* PROBLEM DESCRIPTION *
Keep every line in which "that" occurs and drop the rest of the data.

Records drawn from a dataset
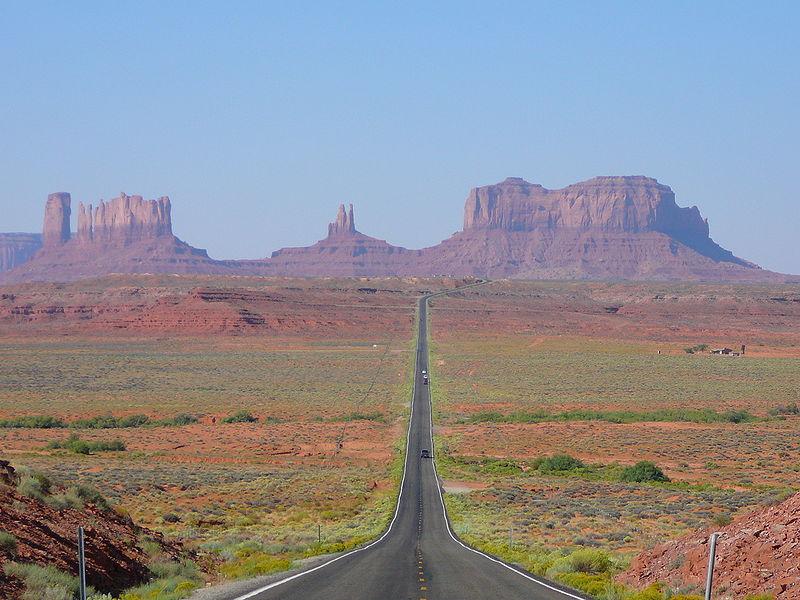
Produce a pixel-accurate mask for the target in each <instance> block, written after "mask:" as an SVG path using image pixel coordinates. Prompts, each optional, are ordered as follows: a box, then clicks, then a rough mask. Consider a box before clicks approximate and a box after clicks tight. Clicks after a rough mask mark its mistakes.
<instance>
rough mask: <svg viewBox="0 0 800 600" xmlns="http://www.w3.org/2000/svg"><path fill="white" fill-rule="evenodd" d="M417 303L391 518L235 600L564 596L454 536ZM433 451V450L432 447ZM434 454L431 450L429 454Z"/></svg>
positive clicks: (576, 598)
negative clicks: (402, 447) (425, 456)
mask: <svg viewBox="0 0 800 600" xmlns="http://www.w3.org/2000/svg"><path fill="white" fill-rule="evenodd" d="M428 298H430V296H428V297H425V298H422V299H421V300H420V303H419V337H418V340H419V341H418V344H417V357H416V373H415V375H414V377H415V380H414V395H413V400H412V406H411V421H410V424H409V430H408V450H407V453H406V461H405V472H404V476H403V481H402V484H401V493H400V499H399V502H398V504H397V509H396V513H395V516H394V520H393V521H392V523H391V525H390V527H389V529H388V530H387V531H386V533H384V534H383V536H382V537H381V538H379V539H378V540H377V541H375V542H373V543H372V544H368V545H367V546H365V547H364V548H362V549H360V550H356V551H353V552H350V553H347V554H344V555H342V556H339V557H337V558H336V559H334V560H332V561H328V562H325V563H323V564H321V565H319V566H317V567H315V568H313V569H311V570H309V571H305V572H301V573H298V574H295V575H293V576H291V577H289V578H287V579H283V580H279V581H277V582H274V583H271V584H269V585H267V586H264V587H262V588H261V589H259V590H255V591H253V592H250V593H248V594H244V595H239V596H237V597H236V600H245V599H247V600H250V599H254V600H277V599H281V600H293V599H298V600H423V599H424V600H506V599H508V600H522V599H525V600H570V599H573V600H575V599H581V598H583V596H581V595H579V594H577V593H575V592H568V591H562V590H559V589H557V588H555V586H554V585H553V584H552V583H549V582H542V581H539V580H537V579H536V578H534V577H532V576H531V575H529V574H527V573H524V572H522V571H519V570H515V569H513V568H511V567H509V566H508V565H505V564H503V563H501V562H500V561H498V560H496V559H494V558H492V557H489V556H486V555H483V554H480V553H478V552H476V551H474V550H472V549H469V548H467V547H466V546H464V545H463V544H461V543H460V542H459V541H458V540H456V538H455V537H454V536H453V535H452V533H451V531H450V528H449V526H448V523H447V519H446V517H445V512H444V504H443V502H442V496H441V491H440V488H439V480H438V477H437V475H436V471H435V464H434V461H433V460H430V459H421V458H420V452H421V450H422V449H424V448H427V449H432V448H433V442H432V435H431V434H432V422H431V401H430V387H429V386H427V385H423V381H422V371H423V370H425V371H430V369H429V368H428V335H427V333H428V332H427V300H428ZM434 454H435V452H434ZM434 459H435V456H434Z"/></svg>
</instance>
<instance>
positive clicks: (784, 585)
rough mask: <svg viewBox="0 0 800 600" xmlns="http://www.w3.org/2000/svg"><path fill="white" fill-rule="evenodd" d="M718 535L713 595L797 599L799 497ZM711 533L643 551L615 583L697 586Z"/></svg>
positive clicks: (743, 596)
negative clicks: (651, 549) (723, 590)
mask: <svg viewBox="0 0 800 600" xmlns="http://www.w3.org/2000/svg"><path fill="white" fill-rule="evenodd" d="M719 531H720V532H721V533H722V534H723V535H722V536H721V537H720V538H719V542H718V546H717V561H716V567H715V569H714V588H715V590H716V592H717V593H718V594H721V593H722V592H723V590H724V591H725V592H726V593H727V594H729V595H730V596H731V597H735V598H744V597H745V596H747V597H750V596H749V594H753V595H755V594H771V597H774V598H776V600H790V599H794V598H800V562H798V560H797V549H798V548H800V494H796V495H794V496H792V497H791V498H789V499H788V500H786V501H785V502H782V503H781V504H777V505H775V506H770V507H768V508H765V509H763V510H760V511H758V512H755V513H753V514H750V515H747V516H745V517H742V518H740V519H736V520H735V521H734V522H733V523H731V524H730V525H727V526H725V527H723V528H721V529H719ZM711 532H712V530H710V529H709V530H707V531H701V532H697V533H695V534H691V535H687V536H685V537H683V538H680V539H679V540H676V541H672V542H667V543H666V544H661V545H659V546H656V547H655V548H653V549H652V550H648V551H646V552H644V553H642V554H641V555H640V556H638V557H637V558H635V559H634V560H633V562H632V563H631V567H630V569H629V570H628V571H627V572H626V573H624V574H623V575H622V576H621V577H620V579H621V580H622V581H625V582H627V583H631V584H634V585H637V586H644V585H647V584H650V583H655V582H659V581H660V582H667V583H670V584H672V585H674V586H687V585H694V586H696V587H701V586H702V585H703V584H704V582H705V577H706V569H707V564H708V562H707V561H708V538H709V536H710V534H711ZM715 597H716V596H715ZM726 597H727V596H726Z"/></svg>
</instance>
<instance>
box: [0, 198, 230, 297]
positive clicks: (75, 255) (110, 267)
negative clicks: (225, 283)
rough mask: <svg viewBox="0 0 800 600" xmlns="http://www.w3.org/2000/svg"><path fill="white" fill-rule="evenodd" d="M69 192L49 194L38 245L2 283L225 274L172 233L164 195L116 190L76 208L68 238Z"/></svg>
mask: <svg viewBox="0 0 800 600" xmlns="http://www.w3.org/2000/svg"><path fill="white" fill-rule="evenodd" d="M70 212H71V211H70V196H69V194H51V195H50V196H49V198H48V200H47V205H46V208H45V221H44V232H43V238H44V239H45V240H46V241H45V243H44V244H43V247H42V249H41V250H40V251H39V252H37V253H36V255H35V256H34V257H33V258H32V259H31V260H29V261H27V262H25V263H24V264H22V265H21V266H19V267H17V268H15V269H13V270H11V271H9V272H7V273H4V274H3V277H2V280H3V281H4V282H20V281H71V280H74V279H83V278H87V277H97V276H100V275H105V274H108V273H227V272H229V270H230V269H229V268H228V267H226V265H225V264H224V263H222V262H218V261H214V260H212V259H210V258H209V257H208V254H206V251H205V250H201V249H199V248H194V247H192V246H190V245H189V244H187V243H186V242H183V241H182V240H179V239H178V238H177V237H175V236H174V235H173V234H172V217H171V205H170V201H169V198H167V197H162V198H159V199H158V200H144V199H143V198H142V197H141V196H127V195H125V194H121V195H120V197H119V198H115V199H113V200H110V201H109V202H103V201H101V202H100V204H99V206H97V207H96V208H95V209H94V211H92V206H91V205H88V206H84V205H83V203H81V204H80V205H79V207H78V231H77V235H76V236H74V237H71V236H70V234H69V232H70V222H69V216H70Z"/></svg>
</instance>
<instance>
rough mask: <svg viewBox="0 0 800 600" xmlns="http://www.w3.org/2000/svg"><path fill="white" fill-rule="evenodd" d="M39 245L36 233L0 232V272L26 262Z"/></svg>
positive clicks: (40, 235)
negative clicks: (14, 232)
mask: <svg viewBox="0 0 800 600" xmlns="http://www.w3.org/2000/svg"><path fill="white" fill-rule="evenodd" d="M41 247H42V236H41V235H39V234H38V233H0V273H2V272H3V271H8V270H10V269H13V268H14V267H18V266H19V265H21V264H22V263H25V262H28V261H29V260H30V259H31V258H33V255H34V254H36V252H38V250H39V248H41Z"/></svg>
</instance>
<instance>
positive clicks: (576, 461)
mask: <svg viewBox="0 0 800 600" xmlns="http://www.w3.org/2000/svg"><path fill="white" fill-rule="evenodd" d="M585 466H586V465H584V464H583V462H581V461H580V460H578V459H577V458H574V457H572V456H569V455H568V454H555V455H553V456H544V457H540V458H537V459H536V460H535V461H533V468H534V469H537V470H538V471H539V472H541V473H560V472H563V471H573V470H575V469H582V468H583V467H585Z"/></svg>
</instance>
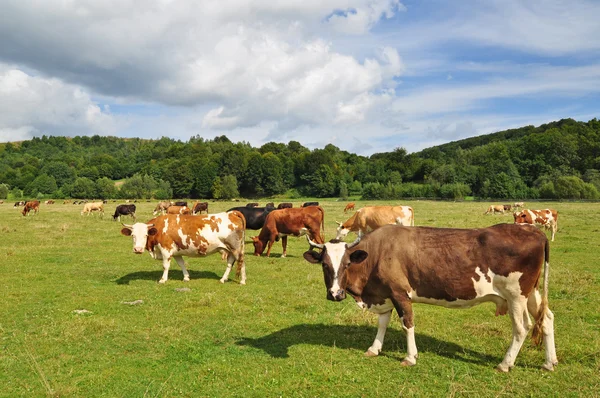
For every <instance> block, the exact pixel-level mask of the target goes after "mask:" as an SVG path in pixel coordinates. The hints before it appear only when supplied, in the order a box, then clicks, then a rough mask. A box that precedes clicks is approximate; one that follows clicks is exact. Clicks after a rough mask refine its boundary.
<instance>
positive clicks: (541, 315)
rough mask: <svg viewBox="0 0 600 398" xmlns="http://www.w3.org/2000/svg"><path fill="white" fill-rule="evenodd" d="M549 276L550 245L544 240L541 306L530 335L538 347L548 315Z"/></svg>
mask: <svg viewBox="0 0 600 398" xmlns="http://www.w3.org/2000/svg"><path fill="white" fill-rule="evenodd" d="M549 275H550V243H549V242H548V239H547V238H546V245H545V247H544V291H543V292H542V304H541V305H540V309H539V310H538V314H537V316H536V317H535V325H534V326H533V332H532V333H531V339H532V340H533V344H535V345H537V346H539V345H540V344H542V340H543V324H544V319H545V318H546V314H547V313H548V278H549Z"/></svg>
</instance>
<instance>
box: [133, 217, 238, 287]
mask: <svg viewBox="0 0 600 398" xmlns="http://www.w3.org/2000/svg"><path fill="white" fill-rule="evenodd" d="M123 226H124V227H125V228H123V229H122V230H121V234H123V235H125V236H132V237H133V252H134V253H136V254H142V253H143V252H144V250H148V253H150V256H151V257H152V258H154V259H156V260H162V262H163V275H162V278H160V280H159V281H158V282H159V283H165V282H166V281H167V279H168V276H169V267H170V265H171V258H174V259H175V261H177V264H179V266H180V267H181V270H182V271H183V280H184V281H186V282H187V281H189V280H190V275H189V273H188V271H187V269H186V266H185V261H184V260H183V256H188V257H204V256H207V255H210V254H213V253H216V252H220V253H226V254H227V269H226V270H225V273H224V274H223V277H222V278H221V283H225V282H226V281H227V279H228V278H229V272H230V271H231V267H232V266H233V264H234V263H235V262H236V261H237V270H236V276H240V275H241V276H240V284H241V285H245V284H246V265H245V262H244V249H245V247H244V245H245V237H246V232H245V230H246V221H245V219H244V216H243V215H242V214H241V213H240V212H237V211H231V212H223V213H217V214H201V215H197V216H192V215H179V214H178V215H174V214H166V215H163V216H158V217H156V218H154V219H152V220H150V221H148V222H147V223H136V224H133V225H126V224H123Z"/></svg>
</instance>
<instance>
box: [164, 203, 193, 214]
mask: <svg viewBox="0 0 600 398" xmlns="http://www.w3.org/2000/svg"><path fill="white" fill-rule="evenodd" d="M167 214H192V210H191V209H190V208H189V207H187V206H177V205H175V206H169V208H168V209H167Z"/></svg>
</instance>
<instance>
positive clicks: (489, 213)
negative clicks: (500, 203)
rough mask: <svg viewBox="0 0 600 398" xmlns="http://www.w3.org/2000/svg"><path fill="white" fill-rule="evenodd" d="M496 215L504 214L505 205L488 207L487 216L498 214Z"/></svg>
mask: <svg viewBox="0 0 600 398" xmlns="http://www.w3.org/2000/svg"><path fill="white" fill-rule="evenodd" d="M496 213H502V214H504V205H490V207H488V209H487V211H486V212H485V213H483V214H484V215H485V214H496Z"/></svg>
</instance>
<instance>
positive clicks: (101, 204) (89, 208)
mask: <svg viewBox="0 0 600 398" xmlns="http://www.w3.org/2000/svg"><path fill="white" fill-rule="evenodd" d="M93 211H97V212H98V213H100V215H101V216H103V215H104V203H102V202H90V203H86V204H84V205H83V210H81V215H82V216H83V215H84V214H87V215H88V216H89V215H90V213H92V212H93Z"/></svg>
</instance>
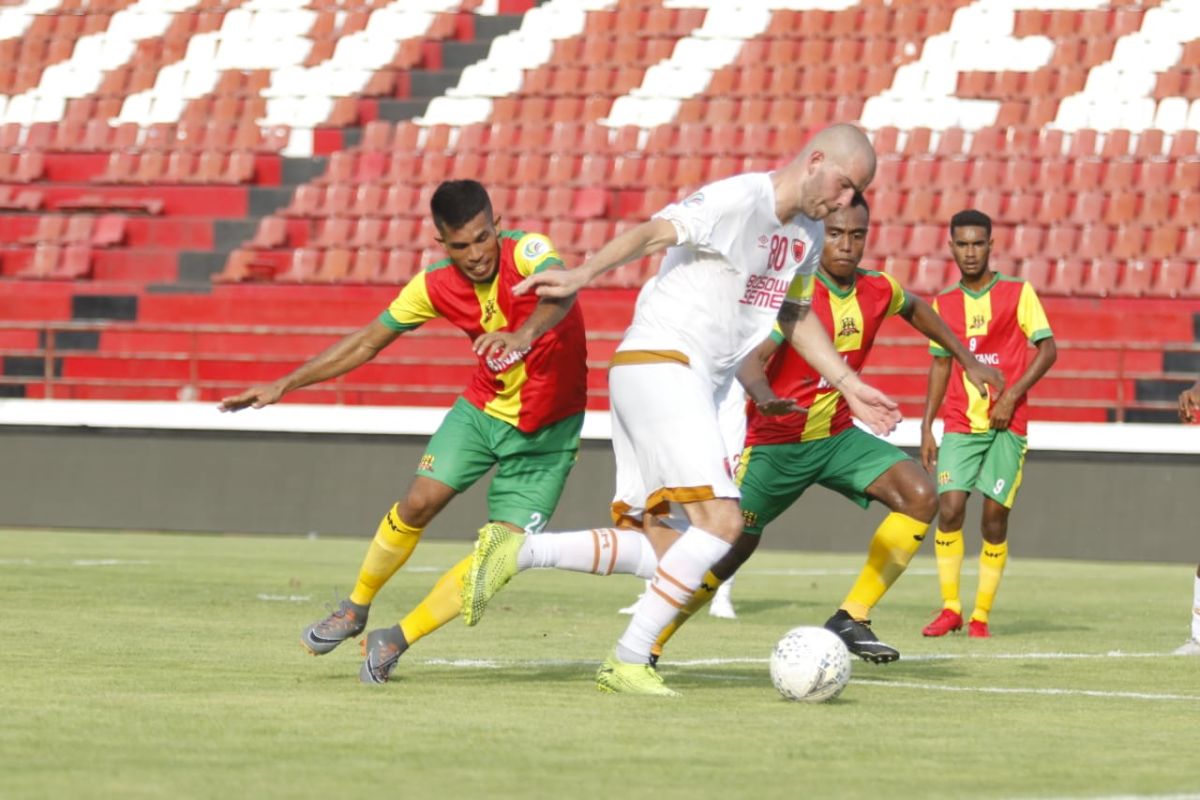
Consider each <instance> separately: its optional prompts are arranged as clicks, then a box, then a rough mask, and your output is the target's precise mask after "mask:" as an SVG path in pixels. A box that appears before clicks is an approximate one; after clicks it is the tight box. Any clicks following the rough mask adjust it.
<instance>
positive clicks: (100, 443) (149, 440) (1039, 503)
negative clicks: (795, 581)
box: [0, 426, 1200, 564]
mask: <svg viewBox="0 0 1200 800" xmlns="http://www.w3.org/2000/svg"><path fill="white" fill-rule="evenodd" d="M425 441H426V437H425V435H360V434H318V433H268V432H235V431H163V429H128V428H124V429H122V428H103V427H36V426H35V427H31V426H0V527H6V528H24V527H29V528H85V529H89V528H90V529H109V530H112V529H116V530H170V531H230V533H266V534H298V535H305V534H308V533H317V534H319V535H348V536H368V535H370V534H371V533H373V530H374V527H376V524H377V522H378V521H379V518H380V516H382V515H383V513H384V511H385V510H386V509H388V507H389V505H390V504H391V503H392V501H395V500H396V499H398V498H400V497H401V494H402V493H403V491H404V488H406V486H407V485H408V481H409V479H410V476H412V473H413V470H414V469H415V467H416V463H418V461H419V459H420V457H421V455H422V452H424V444H425ZM612 473H613V469H612V456H611V451H610V446H608V443H607V441H604V440H586V441H584V443H583V446H582V451H581V456H580V462H578V464H577V465H576V468H575V471H574V473H572V475H571V479H570V481H569V483H568V488H566V492H565V494H564V498H563V501H562V504H560V509H559V512H558V515H557V516H556V518H554V519H553V521H552V525H551V528H552V529H558V530H569V529H575V528H589V527H596V525H602V524H606V521H607V518H608V517H607V507H608V501H610V500H611V489H612V485H613V474H612ZM1198 486H1200V457H1198V456H1195V455H1138V453H1094V452H1090V453H1072V452H1055V451H1031V452H1030V457H1028V463H1027V467H1026V473H1025V485H1024V487H1022V489H1021V493H1020V497H1019V499H1018V504H1016V507H1015V510H1014V512H1013V517H1012V524H1010V540H1012V542H1013V551H1014V553H1019V554H1021V555H1026V557H1051V558H1086V559H1117V560H1147V561H1182V563H1192V564H1194V563H1196V561H1198V560H1200V541H1198V537H1196V523H1195V517H1196V506H1198V503H1196V499H1195V498H1193V497H1192V492H1194V491H1195V487H1198ZM978 509H979V503H978V500H973V501H972V503H971V505H970V506H968V515H967V542H968V545H967V549H968V552H972V551H978V542H979V539H978ZM884 513H886V511H884V510H883V509H882V507H881V506H872V507H871V509H869V510H868V511H865V512H864V511H862V510H860V509H858V507H857V506H854V505H852V504H850V503H847V501H846V500H845V499H842V498H841V497H840V495H836V494H834V493H832V492H828V491H826V489H821V488H816V489H812V491H810V493H809V494H808V495H805V497H804V498H803V499H802V500H800V501H799V503H798V504H796V505H794V506H793V507H792V509H791V510H790V511H788V512H787V513H786V515H785V516H784V517H781V518H780V519H779V521H776V522H775V523H774V524H773V525H772V528H770V529H769V530H768V531H767V534H766V536H767V540H766V542H764V546H766V547H769V548H778V549H810V551H833V552H860V551H862V549H863V548H864V547H865V545H866V542H868V541H869V537H870V534H871V531H872V530H874V528H875V525H876V524H877V522H878V519H881V518H882V517H883V515H884ZM485 518H486V481H484V482H481V483H480V485H478V486H475V487H474V488H473V489H470V491H469V492H467V493H466V494H464V495H463V497H461V498H458V499H457V500H456V501H455V503H452V504H451V505H450V506H449V507H448V509H446V510H445V512H443V515H442V517H439V518H438V519H437V521H436V522H434V523H433V524H432V525H431V528H430V535H431V536H436V537H439V539H443V537H444V539H462V540H466V539H472V537H474V531H475V529H476V528H478V527H479V524H480V523H481V522H482V521H484V519H485ZM925 551H926V552H928V553H931V552H932V549H931V548H929V547H926V548H925Z"/></svg>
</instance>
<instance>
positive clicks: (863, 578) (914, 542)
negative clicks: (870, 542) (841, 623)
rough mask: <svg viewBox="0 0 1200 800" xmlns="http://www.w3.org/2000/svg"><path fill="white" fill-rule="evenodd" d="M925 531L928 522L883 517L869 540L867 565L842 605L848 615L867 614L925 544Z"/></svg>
mask: <svg viewBox="0 0 1200 800" xmlns="http://www.w3.org/2000/svg"><path fill="white" fill-rule="evenodd" d="M928 528H929V523H928V522H922V521H920V519H913V518H912V517H910V516H908V515H904V513H899V512H895V511H893V512H892V513H889V515H888V516H887V517H884V518H883V522H881V523H880V527H878V528H876V529H875V536H872V537H871V546H870V548H869V549H868V552H866V564H865V565H864V566H863V571H862V572H859V573H858V579H857V581H854V585H853V587H851V588H850V594H848V595H846V600H845V601H844V602H842V603H841V607H842V609H844V610H845V612H846V613H847V614H850V615H851V616H853V618H854V619H866V618H868V616H869V615H870V613H871V608H874V607H875V603H877V602H880V597H882V596H883V595H884V594H886V593H887V590H888V589H890V588H892V584H893V583H895V582H896V578H899V577H900V576H901V575H902V573H904V571H905V567H907V566H908V561H911V560H912V557H913V554H914V553H916V552H917V548H919V547H920V543H922V542H923V541H925V530H926V529H928Z"/></svg>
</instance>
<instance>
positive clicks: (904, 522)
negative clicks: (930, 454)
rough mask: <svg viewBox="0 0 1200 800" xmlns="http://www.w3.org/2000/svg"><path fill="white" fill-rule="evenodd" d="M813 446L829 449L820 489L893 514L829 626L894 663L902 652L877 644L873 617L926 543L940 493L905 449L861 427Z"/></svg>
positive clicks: (885, 644)
mask: <svg viewBox="0 0 1200 800" xmlns="http://www.w3.org/2000/svg"><path fill="white" fill-rule="evenodd" d="M810 445H824V446H826V447H829V450H830V452H829V456H828V458H827V462H826V467H824V469H823V470H822V480H821V483H822V486H826V487H828V488H832V489H834V491H836V492H840V493H841V494H844V495H845V497H846V498H847V499H850V500H852V501H854V503H857V504H858V505H860V506H863V507H866V505H868V504H869V503H870V500H872V499H874V500H880V501H882V503H883V504H884V505H887V506H888V507H889V509H890V510H892V513H889V515H888V516H887V517H884V518H883V522H881V523H880V525H878V528H876V530H875V534H874V535H872V537H871V542H870V545H869V547H868V552H866V563H865V564H864V565H863V569H862V571H860V572H859V573H858V577H857V578H856V581H854V583H853V585H852V587H851V589H850V593H848V594H847V595H846V599H845V600H844V601H842V603H841V606H840V607H839V608H838V612H836V613H835V614H834V615H833V616H832V618H829V620H828V621H827V622H826V627H828V628H829V630H832V631H834V632H835V633H838V634H839V636H840V637H841V639H842V640H844V642H845V643H846V646H847V648H848V649H850V651H851V652H852V654H854V655H857V656H859V657H860V658H864V660H866V661H871V662H874V663H887V662H889V661H895V660H896V658H899V657H900V652H899V651H898V650H896V649H895V648H893V646H890V645H888V644H886V643H883V642H880V640H878V638H877V637H876V634H875V632H874V630H872V628H871V625H870V619H869V618H870V614H871V609H872V608H874V607H875V606H876V603H878V602H880V600H881V599H882V597H883V595H884V594H886V593H887V591H888V589H890V588H892V584H894V583H895V582H896V579H898V578H899V577H900V576H901V575H902V573H904V571H905V570H906V569H907V567H908V563H910V561H911V560H912V557H913V555H914V554H916V553H917V549H918V548H919V547H920V543H922V542H923V541H924V539H925V531H926V530H928V529H929V523H930V522H932V519H934V515H935V513H936V511H937V493H936V491H935V488H934V485H932V481H930V480H929V476H928V475H926V474H925V471H924V470H923V469H922V468H920V467H918V465H917V463H916V462H914V461H912V459H911V458H908V457H907V456H906V455H905V453H904V451H901V450H900V449H899V447H896V446H894V445H890V444H888V443H886V441H883V440H882V439H877V438H876V437H872V435H870V434H869V433H865V432H863V431H859V429H858V428H850V429H847V431H845V432H842V433H840V434H838V435H835V437H832V438H830V439H827V440H822V441H815V443H810Z"/></svg>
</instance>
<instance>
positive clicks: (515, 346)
mask: <svg viewBox="0 0 1200 800" xmlns="http://www.w3.org/2000/svg"><path fill="white" fill-rule="evenodd" d="M556 271H559V272H562V270H556ZM574 305H575V295H569V296H566V297H540V299H539V300H538V307H536V308H534V309H533V313H532V314H529V317H528V319H526V321H524V323H523V324H522V325H521V327H518V329H517V330H515V331H491V332H490V333H484V335H482V336H480V337H479V338H478V339H475V343H474V348H475V355H480V356H484V357H486V359H503V357H504V356H505V355H506V354H509V353H517V351H521V350H528V349H529V348H530V347H533V343H534V342H536V341H538V337H539V336H541V335H542V333H545V332H546V331H548V330H550V329H552V327H553V326H554V325H558V324H559V323H560V321H563V318H564V317H566V312H569V311H570V309H571V306H574Z"/></svg>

* RESULT OF THIS EXERCISE *
For every <instance> block, the exact pixel-level mask of the target goes after "mask:" as an SVG path in pixel coordinates. The hints before it appear only when supplied, in the order a box, then clicks, then a rough mask. A box that precedes clicks is approximate; one that follows clicks is exact. Clicks after a rough mask refine its boundary.
Consider each <instance> separately: its optional prompts are arranged as clicks, then a box, then a rough mask, and your output is the target's precise mask after "mask:" as an SVG path in pixels. A box that appears before clicks is an approximate one; after clicks it is the tight box. Any clicks following the rough mask adjust it.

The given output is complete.